▶ [Task data]:
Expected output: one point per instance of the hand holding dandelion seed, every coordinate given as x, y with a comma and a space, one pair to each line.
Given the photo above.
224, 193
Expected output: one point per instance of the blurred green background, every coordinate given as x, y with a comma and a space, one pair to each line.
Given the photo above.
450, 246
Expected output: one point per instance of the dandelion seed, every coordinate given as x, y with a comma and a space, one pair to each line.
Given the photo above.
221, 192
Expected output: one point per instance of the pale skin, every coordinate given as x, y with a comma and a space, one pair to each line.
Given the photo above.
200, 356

▶ [Exercise aim]: Recast the listing above as a numbered list, leaving out any blank lines.

▶ [Task result]:
1. Expected output: one point per instance of the hand holding dandelion seed, every coordinate given as x, y with a comma and a space, one pair to each line.
2. Given the photo above.
3. 224, 193
4. Expected output: one point per instance of the blurred green background, every coordinate given as x, y with a comma and a space, one pair to each line.
5. Given the photo above.
6. 450, 246
7. Expected output: one point per instance of the dandelion seed, every coordinate given as x, y with a comma and a space, one pair to each line.
8. Given the photo above.
9. 221, 192
10. Expected output: one point per instance of the pale skin, every coordinate given as x, y with a comma and a space, one pair to each line.
11. Given the photo above.
12. 200, 356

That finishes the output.